Set problem:
Every record must be written out once more, with nothing added or omitted.

Data extracted from a collection:
◇ ◇ ◇ ◇

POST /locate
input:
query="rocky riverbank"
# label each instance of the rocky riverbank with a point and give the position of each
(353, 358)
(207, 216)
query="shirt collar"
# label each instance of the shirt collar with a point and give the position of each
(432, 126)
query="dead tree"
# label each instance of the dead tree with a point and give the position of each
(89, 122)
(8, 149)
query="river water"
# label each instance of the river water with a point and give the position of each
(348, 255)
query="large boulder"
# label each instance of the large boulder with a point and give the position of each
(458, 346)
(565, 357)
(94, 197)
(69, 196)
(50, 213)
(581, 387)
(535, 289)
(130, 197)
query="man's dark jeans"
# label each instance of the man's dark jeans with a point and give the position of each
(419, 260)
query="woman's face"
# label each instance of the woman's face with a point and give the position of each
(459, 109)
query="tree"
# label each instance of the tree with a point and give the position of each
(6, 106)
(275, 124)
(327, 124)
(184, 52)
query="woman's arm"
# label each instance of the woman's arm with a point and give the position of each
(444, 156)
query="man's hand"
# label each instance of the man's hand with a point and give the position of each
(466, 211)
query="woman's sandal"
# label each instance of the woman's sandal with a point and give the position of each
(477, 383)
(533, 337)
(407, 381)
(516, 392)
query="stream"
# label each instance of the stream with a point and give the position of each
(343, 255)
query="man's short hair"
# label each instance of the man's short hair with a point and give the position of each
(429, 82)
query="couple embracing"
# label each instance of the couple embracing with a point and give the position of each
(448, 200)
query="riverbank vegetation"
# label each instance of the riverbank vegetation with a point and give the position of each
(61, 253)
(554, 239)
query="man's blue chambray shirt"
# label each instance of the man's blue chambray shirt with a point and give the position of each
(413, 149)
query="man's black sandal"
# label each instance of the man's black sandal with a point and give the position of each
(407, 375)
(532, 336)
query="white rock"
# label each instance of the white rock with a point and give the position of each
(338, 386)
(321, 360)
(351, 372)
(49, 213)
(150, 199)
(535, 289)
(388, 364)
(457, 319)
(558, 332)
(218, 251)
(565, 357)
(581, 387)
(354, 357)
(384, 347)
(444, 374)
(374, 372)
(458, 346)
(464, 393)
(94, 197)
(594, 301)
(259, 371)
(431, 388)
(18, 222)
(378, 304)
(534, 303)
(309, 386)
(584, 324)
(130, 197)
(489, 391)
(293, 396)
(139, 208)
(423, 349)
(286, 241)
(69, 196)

◇ ◇ ◇ ◇

Worked solution:
POST /locate
input:
query="rocky riverbank"
# label each instance of the rocky riverbank with a point and give the position of each
(353, 358)
(207, 216)
query="shirt collar"
# label each instance of the shirt collar with a point and give the position of each
(432, 126)
query="dead tree"
# label each instance of the dead tree with a point and give the position of each
(89, 122)
(8, 149)
query="river water"
# label each instance of the river water with a point and give the position of each
(348, 255)
query="large boulder"
# label each instance of the large boulder with a point and give the position of each
(458, 346)
(565, 357)
(94, 197)
(69, 196)
(50, 213)
(581, 387)
(535, 289)
(130, 197)
query="man's dark jeans"
# label each instance of the man's dark jeans with a point and give the position of each
(419, 260)
query="woman's face"
# label each instance of the woman's face with a point and give the position of each
(459, 109)
query="tree"
# label each instance of the tree with a point and give the position of each
(6, 106)
(275, 124)
(327, 124)
(184, 52)
query="woman's arm"
# label each instance of the woman's arm with a point and give the position of each
(444, 156)
query="man's hand"
# label each instance of the man's hand with a point and give the position of each
(466, 211)
query="woman's sandal"
# label each instance of the woman's sandal with a point and give the position of each
(477, 383)
(533, 337)
(407, 381)
(516, 392)
query="stream"
# label each instance of the stream with a point and give the position of each
(343, 255)
query="man's short hair"
# label each instance of the man's short hair with a point and give the position of each
(429, 82)
query="couple embracing"
# label each instance of the couple embracing with a point and give the position of each
(448, 200)
query="riverbank vegetation"
# label each instance of the riverbank vegetation with a point and give the position of each
(61, 253)
(554, 239)
query="man's blue chambray shirt"
# label each instance of the man's blue chambray shirt with a point and give the position of each
(413, 149)
query="man's black sandal"
# label each instance of the man's black sandal with a point and give the position of each
(407, 375)
(532, 336)
query="white rock"
# label each instance of the white rock with a point and give the position of each
(338, 386)
(321, 360)
(351, 372)
(49, 213)
(150, 199)
(535, 289)
(388, 364)
(457, 319)
(558, 332)
(218, 251)
(565, 357)
(581, 387)
(354, 357)
(384, 347)
(444, 374)
(374, 372)
(458, 346)
(464, 393)
(94, 197)
(594, 301)
(259, 371)
(431, 388)
(18, 222)
(378, 304)
(534, 303)
(309, 386)
(584, 324)
(130, 197)
(489, 391)
(293, 396)
(139, 208)
(423, 349)
(286, 241)
(69, 196)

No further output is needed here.